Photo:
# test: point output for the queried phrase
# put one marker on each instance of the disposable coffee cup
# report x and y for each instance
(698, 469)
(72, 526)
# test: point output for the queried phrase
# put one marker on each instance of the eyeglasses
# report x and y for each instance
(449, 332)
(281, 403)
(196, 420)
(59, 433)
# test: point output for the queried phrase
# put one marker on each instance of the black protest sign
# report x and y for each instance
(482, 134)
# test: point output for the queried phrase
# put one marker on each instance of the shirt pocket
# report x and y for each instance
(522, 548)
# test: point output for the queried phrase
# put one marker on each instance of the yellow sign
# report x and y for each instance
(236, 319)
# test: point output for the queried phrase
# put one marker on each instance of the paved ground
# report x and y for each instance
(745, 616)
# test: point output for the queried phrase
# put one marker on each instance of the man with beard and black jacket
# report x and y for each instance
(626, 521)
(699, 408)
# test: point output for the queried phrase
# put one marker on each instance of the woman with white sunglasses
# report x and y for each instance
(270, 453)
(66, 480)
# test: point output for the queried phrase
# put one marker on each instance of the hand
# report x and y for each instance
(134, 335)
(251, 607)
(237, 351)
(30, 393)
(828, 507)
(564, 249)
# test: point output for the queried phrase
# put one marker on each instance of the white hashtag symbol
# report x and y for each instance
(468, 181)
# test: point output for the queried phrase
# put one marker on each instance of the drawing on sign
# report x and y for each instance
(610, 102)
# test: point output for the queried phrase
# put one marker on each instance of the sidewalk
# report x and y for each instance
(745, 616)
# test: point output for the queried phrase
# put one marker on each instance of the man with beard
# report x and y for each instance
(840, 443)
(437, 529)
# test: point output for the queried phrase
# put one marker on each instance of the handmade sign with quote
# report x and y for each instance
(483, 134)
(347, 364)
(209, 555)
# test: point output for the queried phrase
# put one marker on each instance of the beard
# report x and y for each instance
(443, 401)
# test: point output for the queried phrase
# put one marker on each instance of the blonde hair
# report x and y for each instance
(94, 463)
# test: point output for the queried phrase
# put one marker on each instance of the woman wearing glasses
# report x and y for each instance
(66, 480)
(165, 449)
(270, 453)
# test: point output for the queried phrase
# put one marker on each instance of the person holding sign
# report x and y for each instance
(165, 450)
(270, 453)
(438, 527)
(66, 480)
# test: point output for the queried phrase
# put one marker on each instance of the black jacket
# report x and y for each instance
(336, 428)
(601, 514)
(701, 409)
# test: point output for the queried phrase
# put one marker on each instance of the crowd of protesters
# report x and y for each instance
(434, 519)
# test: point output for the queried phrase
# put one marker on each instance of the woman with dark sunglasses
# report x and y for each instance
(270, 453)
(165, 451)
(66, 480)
□ □ □
Pick out every line in the entries above that contains the word "with", and copy each such line in full.

> [COMPLETE ANSWER]:
# put one marker on each instance of the man with beard and black jacket
# put one marker on each instance of the woman with white sunglasses
# put one marker on each instance of the man with beard
# put one marker on each instance of the handmade sign with quote
# put one marker on each instance of the woman with dark sunglasses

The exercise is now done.